**Given records:**
■ ■ ■ ■ ■ ■ ■

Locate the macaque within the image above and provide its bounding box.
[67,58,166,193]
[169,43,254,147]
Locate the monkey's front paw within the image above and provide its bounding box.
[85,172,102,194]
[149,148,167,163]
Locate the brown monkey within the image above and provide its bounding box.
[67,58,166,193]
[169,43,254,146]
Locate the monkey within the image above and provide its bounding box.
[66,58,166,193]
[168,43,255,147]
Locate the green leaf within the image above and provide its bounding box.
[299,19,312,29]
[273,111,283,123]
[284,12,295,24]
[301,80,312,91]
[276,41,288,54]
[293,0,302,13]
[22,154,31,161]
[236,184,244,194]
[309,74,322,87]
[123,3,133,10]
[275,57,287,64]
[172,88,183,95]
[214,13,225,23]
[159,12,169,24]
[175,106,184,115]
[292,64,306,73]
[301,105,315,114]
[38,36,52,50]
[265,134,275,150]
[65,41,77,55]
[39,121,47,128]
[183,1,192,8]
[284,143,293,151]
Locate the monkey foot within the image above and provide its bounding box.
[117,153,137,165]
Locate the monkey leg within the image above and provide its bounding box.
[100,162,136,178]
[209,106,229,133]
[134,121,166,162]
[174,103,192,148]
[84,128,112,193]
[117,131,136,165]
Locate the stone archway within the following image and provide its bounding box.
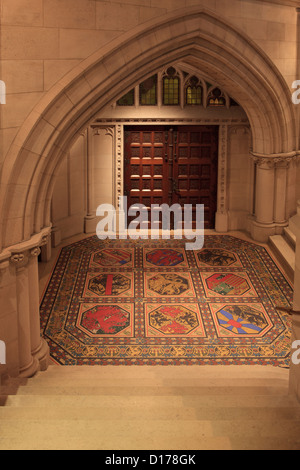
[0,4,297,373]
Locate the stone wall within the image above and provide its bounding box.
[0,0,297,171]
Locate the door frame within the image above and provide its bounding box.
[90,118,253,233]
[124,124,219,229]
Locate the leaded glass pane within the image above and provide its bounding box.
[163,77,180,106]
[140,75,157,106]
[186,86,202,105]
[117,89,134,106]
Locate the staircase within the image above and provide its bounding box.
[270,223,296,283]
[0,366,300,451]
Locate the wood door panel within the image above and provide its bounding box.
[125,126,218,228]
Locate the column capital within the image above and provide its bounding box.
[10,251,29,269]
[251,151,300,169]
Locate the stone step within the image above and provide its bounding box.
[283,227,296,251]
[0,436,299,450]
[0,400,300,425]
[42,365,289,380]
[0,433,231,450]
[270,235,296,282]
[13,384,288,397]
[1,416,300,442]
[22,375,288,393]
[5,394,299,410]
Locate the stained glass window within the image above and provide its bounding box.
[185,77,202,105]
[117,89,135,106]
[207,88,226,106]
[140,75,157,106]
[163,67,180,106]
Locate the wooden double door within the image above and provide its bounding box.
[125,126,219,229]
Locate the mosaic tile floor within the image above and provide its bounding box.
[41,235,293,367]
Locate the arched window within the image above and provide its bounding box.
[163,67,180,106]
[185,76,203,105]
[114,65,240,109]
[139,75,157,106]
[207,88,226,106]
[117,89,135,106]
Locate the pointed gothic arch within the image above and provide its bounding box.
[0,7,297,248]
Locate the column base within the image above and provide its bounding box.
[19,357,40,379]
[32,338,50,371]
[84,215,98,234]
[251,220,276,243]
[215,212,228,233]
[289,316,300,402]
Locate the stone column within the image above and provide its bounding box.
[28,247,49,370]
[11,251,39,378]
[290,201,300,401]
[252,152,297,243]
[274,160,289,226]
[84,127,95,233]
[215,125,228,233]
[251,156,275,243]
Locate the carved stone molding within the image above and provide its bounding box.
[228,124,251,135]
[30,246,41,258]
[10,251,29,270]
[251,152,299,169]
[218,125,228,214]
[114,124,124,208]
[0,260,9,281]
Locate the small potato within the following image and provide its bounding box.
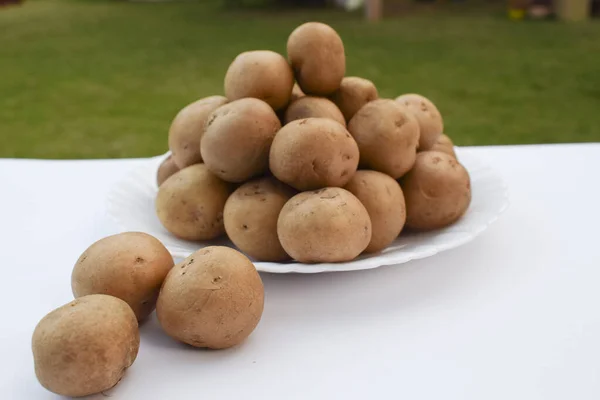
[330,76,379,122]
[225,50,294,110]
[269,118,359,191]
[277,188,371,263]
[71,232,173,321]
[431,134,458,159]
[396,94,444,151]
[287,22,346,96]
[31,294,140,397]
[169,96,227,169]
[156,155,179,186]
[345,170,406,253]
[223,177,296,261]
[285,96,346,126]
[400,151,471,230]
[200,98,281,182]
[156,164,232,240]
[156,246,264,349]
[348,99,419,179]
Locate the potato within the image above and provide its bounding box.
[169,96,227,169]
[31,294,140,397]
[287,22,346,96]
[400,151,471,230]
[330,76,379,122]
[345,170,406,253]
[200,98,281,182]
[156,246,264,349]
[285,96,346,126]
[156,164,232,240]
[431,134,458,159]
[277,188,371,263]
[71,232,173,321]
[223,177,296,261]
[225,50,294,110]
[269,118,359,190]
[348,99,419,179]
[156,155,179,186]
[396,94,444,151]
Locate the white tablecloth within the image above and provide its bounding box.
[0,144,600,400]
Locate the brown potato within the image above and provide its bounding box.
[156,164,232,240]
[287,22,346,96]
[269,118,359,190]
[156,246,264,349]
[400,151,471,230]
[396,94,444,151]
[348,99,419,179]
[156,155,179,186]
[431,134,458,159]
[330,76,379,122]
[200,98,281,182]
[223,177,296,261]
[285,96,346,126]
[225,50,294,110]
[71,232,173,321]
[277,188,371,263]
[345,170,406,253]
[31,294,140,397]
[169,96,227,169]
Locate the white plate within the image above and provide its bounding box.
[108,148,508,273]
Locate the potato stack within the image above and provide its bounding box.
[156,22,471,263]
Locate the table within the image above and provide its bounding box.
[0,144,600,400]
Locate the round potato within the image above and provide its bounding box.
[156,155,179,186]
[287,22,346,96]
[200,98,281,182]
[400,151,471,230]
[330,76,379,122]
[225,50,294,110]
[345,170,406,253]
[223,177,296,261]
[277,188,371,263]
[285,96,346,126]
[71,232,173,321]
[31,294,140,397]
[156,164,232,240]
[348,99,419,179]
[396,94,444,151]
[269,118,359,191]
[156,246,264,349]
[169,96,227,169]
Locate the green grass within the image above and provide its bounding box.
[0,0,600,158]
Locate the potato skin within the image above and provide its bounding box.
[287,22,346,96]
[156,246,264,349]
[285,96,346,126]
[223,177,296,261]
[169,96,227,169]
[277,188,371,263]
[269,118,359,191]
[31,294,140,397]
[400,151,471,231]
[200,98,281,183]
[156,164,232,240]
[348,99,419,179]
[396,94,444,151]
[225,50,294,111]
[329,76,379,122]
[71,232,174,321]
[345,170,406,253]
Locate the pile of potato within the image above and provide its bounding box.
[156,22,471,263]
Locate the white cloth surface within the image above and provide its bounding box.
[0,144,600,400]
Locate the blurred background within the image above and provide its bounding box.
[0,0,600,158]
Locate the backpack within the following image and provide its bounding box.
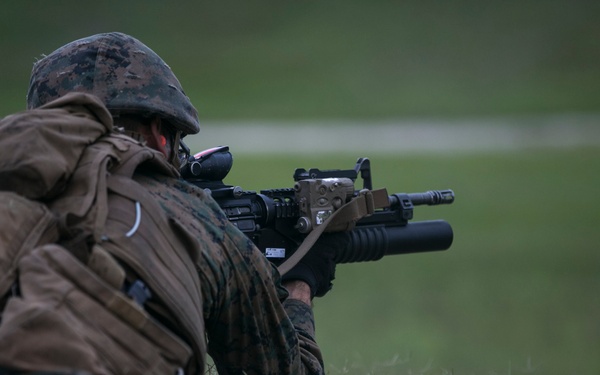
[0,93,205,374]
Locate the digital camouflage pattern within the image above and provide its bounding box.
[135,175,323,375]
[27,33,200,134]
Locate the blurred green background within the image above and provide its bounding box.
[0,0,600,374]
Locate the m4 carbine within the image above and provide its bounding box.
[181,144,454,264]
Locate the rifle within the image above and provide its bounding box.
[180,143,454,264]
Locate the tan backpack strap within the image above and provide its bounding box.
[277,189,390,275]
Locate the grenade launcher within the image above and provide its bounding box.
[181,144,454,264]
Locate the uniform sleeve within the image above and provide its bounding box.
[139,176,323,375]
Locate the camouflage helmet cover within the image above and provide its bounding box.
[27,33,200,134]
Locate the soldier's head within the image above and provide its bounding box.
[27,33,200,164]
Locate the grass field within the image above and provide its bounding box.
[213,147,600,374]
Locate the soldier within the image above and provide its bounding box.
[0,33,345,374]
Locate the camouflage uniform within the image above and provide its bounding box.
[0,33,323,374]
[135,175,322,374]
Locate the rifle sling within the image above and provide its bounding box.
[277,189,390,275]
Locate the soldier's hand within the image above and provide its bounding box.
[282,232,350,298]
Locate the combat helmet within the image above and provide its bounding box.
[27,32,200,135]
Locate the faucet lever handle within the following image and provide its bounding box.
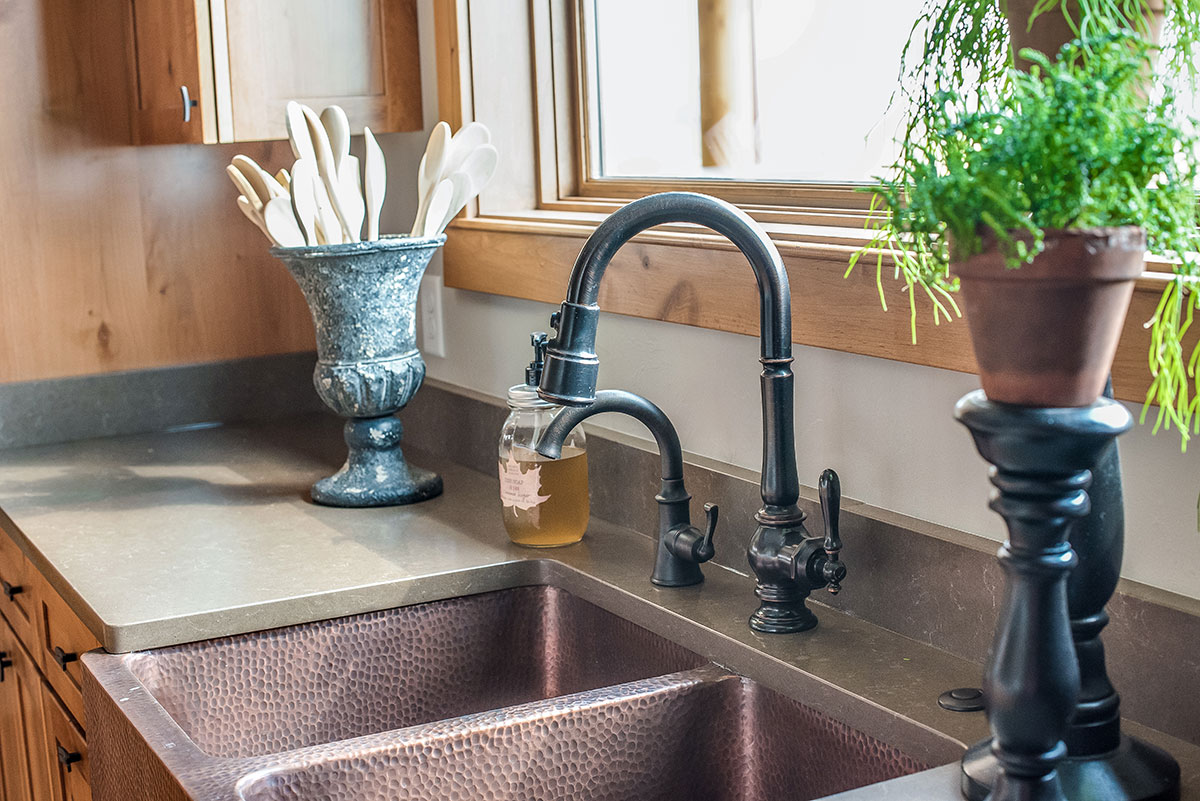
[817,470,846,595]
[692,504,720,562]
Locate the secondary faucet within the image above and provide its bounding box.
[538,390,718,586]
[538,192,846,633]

■ ■ ■ ■ ■ ■ ■

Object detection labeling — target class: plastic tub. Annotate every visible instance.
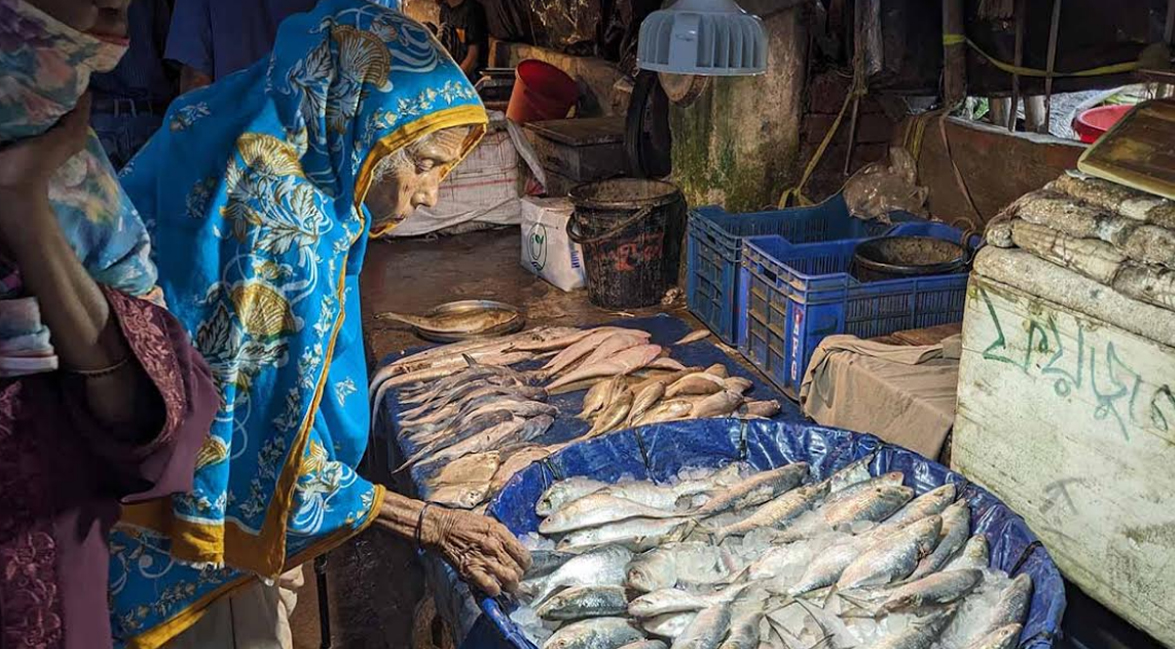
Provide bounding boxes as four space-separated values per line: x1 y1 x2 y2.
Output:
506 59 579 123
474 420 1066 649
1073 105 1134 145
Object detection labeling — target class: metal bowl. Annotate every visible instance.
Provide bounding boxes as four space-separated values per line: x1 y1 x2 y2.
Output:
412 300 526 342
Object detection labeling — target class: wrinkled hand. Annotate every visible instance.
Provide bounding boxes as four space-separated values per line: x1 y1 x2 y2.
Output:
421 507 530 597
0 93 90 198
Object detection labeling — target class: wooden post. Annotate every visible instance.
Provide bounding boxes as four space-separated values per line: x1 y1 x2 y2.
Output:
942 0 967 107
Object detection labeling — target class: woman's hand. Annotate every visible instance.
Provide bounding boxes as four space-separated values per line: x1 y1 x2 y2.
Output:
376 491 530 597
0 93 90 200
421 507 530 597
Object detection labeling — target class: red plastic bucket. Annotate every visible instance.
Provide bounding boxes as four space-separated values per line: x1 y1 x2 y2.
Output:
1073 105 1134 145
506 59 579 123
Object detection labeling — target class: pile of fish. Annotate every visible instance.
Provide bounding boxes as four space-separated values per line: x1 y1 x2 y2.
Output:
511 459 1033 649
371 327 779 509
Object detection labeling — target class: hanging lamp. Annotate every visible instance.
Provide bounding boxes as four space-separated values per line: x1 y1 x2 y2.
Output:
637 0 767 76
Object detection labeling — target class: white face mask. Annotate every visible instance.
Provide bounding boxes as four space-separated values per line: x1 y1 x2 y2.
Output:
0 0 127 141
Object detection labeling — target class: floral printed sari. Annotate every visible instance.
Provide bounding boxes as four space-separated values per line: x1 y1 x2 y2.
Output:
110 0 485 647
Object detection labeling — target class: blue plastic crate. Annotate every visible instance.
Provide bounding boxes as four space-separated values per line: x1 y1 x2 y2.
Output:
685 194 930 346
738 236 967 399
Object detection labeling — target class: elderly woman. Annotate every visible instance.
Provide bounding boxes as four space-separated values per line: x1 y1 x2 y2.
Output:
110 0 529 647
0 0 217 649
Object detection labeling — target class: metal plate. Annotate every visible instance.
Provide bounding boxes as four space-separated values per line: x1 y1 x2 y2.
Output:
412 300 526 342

■ ■ ■ ■ ■ ■ ■

Count how many lines in the items contain the word "soldier", matching case exactly, and give only that number.

3